*** Opening of Source text ***

The King George V Memorial Hospital for Mothers and Babies is a former hospital, exclusively for mothers and babies, in Sydney, Australia. It is located on Missenden Road in Camperdown, directly opposite the main buildings of the much larger Royal Prince Alfred Hospital with which it was amalgamated on 14 November 2002.

History
King George V hospital, opened in 1941, was designed in the Inter-War International Art Moderne style by prominent Sydney architects Stephenson & Turner. Of an especially innovative design, the building was awarded the Sulman Award for Public Architecture by the Royal Australian Institute of Architects (NSW Chapter) in 1941. The building includes murals made by Danish sculptor Otto Steen and three statues by Hungarian sculptor Andor Mészáros: "Statue to Maternity", unveiled in 1944, "Surgeon" in 1945, and the final statue, of King George V, was unveiled in 1947.

*** Close of Source text ***
*** Opening of Supplied records ***

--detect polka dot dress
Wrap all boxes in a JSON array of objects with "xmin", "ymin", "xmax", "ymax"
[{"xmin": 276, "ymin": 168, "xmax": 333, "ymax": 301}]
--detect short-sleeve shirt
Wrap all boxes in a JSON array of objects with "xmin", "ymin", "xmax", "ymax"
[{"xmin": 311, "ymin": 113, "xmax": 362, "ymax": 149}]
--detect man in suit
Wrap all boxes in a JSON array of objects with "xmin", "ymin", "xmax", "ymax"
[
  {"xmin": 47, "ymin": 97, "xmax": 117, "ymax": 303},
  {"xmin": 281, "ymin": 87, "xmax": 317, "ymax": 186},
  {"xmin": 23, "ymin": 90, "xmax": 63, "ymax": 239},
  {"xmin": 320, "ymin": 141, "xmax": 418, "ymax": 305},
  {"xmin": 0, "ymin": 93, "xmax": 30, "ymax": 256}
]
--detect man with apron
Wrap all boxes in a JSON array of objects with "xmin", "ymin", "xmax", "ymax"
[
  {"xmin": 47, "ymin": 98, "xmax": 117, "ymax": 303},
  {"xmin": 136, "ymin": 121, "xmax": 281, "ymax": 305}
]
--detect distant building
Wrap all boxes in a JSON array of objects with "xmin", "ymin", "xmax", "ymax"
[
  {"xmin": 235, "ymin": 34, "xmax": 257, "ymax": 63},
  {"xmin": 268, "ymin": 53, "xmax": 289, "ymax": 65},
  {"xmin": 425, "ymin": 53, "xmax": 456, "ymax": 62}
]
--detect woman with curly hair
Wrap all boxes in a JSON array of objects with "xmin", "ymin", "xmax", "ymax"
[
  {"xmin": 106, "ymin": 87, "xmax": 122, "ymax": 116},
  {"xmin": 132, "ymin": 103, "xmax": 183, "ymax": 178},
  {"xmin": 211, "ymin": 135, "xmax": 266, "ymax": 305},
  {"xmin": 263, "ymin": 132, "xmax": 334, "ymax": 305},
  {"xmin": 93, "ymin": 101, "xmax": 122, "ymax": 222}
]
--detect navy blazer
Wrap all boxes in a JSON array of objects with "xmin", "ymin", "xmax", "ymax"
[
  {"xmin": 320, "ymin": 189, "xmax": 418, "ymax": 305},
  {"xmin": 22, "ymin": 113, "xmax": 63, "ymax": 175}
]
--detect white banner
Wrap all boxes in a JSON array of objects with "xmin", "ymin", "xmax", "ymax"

*** Close of Supplied records ***

= What is expected =
Rewrite everything in the King George V hospital text from "The King George" down to "unveiled in 1947.", replacing "murals" with "wall reliefs".

= Task answer =
The King George V Memorial Hospital for Mothers and Babies is a former hospital, exclusively for mothers and babies, in Sydney, Australia. It is located on Missenden Road in Camperdown, directly opposite the main buildings of the much larger Royal Prince Alfred Hospital with which it was amalgamated on 14 November 2002.

History
King George V hospital, opened in 1941, was designed in the Inter-War International Art Moderne style by prominent Sydney architects Stephenson & Turner. Of an especially innovative design, the building was awarded the Sulman Award for Public Architecture by the Royal Australian Institute of Architects (NSW Chapter) in 1941. The building includes wall reliefs made by Danish sculptor Otto Steen and three statues by Hungarian sculptor Andor Mészáros: "Statue to Maternity", unveiled in 1944, "Surgeon" in 1945, and the final statue, of King George V, was unveiled in 1947.